▸ **Text under study**
▼▼▼
Simply put, a person is addicted when they continue to use a substance or activity beyond the point of common sense.
Addiction may be defined as the development of a pathological relationship between a person and a substance and/or activity; where the person loses their ability to control the use of the substance and/or activity, despite the awareness that it is adversely affecting their life.
The addicted person loses control because the addicted brain is disordered, and the loss of cognitive functioning allows the development of denial, or addictive thinking, which stops him/her from seeing how much they and others are being affected by the use of the substance or activity.
MULTIPLE ADDICTIONS
Addiction is not only a term applied to alcoholics or drug addicts. It is applied to a wide range of mood-altering activities or behaviours, which have the potential to trap the person in a compulsion.
It is possible to become addicted to food, spending, sex, soap operas, the internet, physical exercise, work, gambling, nicotine, caffeine, over the counter (OTC), prescription or illegal drugs, an unhealthy relationship or any pleasurable or mood-altering activity.
UNDERSTANDING ADDICTION
No one sets out to become addicted. In the beginning people only want to fill a natural need. A pleasurable substance or pastime to ease the pain, to bring relief, ease boredom or fill a void. Who among us has never arrived home after a busy day and said, “I could really do with a drink”? How many of us have enjoyed a night out at the casino so much that we have looked forward to repeating the experience?
Unfortunately for us, addiction patiently waits for the opportunity to wrap its tentacles around us. It waits for a weakness in our defenses, for those whose circumstances, age or genetics render them vulnerable. We have no way of knowing who will become an addict and who will not. There are some indicators or predictors, but no one can be sure. Addicts are not morally degenerate, weak-willed or inferior. They have become unfortunate victims of a powerful disease over which they have no control.
Professionals agree that addiction begins at the point when the line separating it from abuse has been crossed. The abuser still has some control, the addict does not. The addict may believe because he or she enjoys some periods of abstinence that he or she is in control, only to discover that even after some time away from the addiction, he or she will always go back...and most times the addiction will be worse.
▲▲▲
[Region pointing data]
▼▼▼
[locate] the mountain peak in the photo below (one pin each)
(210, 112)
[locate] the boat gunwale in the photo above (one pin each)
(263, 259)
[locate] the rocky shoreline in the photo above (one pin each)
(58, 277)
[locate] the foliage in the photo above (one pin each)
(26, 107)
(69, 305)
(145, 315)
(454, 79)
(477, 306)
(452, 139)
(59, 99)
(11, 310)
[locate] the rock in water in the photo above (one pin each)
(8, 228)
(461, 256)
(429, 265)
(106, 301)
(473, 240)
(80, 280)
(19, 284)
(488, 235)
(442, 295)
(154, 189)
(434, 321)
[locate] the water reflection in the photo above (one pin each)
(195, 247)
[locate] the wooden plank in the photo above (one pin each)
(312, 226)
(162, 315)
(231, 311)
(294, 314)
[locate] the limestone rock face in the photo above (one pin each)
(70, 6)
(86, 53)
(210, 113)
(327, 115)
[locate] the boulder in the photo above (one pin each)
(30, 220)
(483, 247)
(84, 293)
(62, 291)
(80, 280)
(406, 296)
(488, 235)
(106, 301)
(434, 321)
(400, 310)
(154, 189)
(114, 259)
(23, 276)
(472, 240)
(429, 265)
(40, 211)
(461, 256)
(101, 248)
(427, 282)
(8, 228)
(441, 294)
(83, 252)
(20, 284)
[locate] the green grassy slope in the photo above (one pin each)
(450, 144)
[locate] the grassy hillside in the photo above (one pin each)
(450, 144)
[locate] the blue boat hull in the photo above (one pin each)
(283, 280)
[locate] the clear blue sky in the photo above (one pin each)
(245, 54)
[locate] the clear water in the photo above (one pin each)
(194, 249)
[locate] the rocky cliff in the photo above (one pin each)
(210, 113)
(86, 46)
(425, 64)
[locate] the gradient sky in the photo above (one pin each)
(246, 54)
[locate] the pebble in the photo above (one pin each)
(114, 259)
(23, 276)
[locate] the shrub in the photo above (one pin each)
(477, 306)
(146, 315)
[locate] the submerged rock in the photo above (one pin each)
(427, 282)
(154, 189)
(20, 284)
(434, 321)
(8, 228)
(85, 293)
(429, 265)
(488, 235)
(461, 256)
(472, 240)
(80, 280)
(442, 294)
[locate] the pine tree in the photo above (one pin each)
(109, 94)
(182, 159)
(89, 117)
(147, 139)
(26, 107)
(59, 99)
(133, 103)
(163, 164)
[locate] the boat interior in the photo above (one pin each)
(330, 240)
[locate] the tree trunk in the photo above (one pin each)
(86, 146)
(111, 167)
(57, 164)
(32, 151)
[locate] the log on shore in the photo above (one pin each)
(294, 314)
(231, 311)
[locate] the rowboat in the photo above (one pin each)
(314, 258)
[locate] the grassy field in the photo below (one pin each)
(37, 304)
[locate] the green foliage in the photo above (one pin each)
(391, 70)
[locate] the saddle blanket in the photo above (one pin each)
▲▲▲
▸ **Work order**
Copy word for word the part of the text on addiction starting at "Simply put, a" and ending at "substance or activity.".

▸ **Output of the task**
Simply put, a person is addicted when they continue to use a substance or activity beyond the point of common sense.
Addiction may be defined as the development of a pathological relationship between a person and a substance and/or activity; where the person loses their ability to control the use of the substance and/or activity, despite the awareness that it is adversely affecting their life.
The addicted person loses control because the addicted brain is disordered, and the loss of cognitive functioning allows the development of denial, or addictive thinking, which stops him/her from seeing how much they and others are being affected by the use of the substance or activity.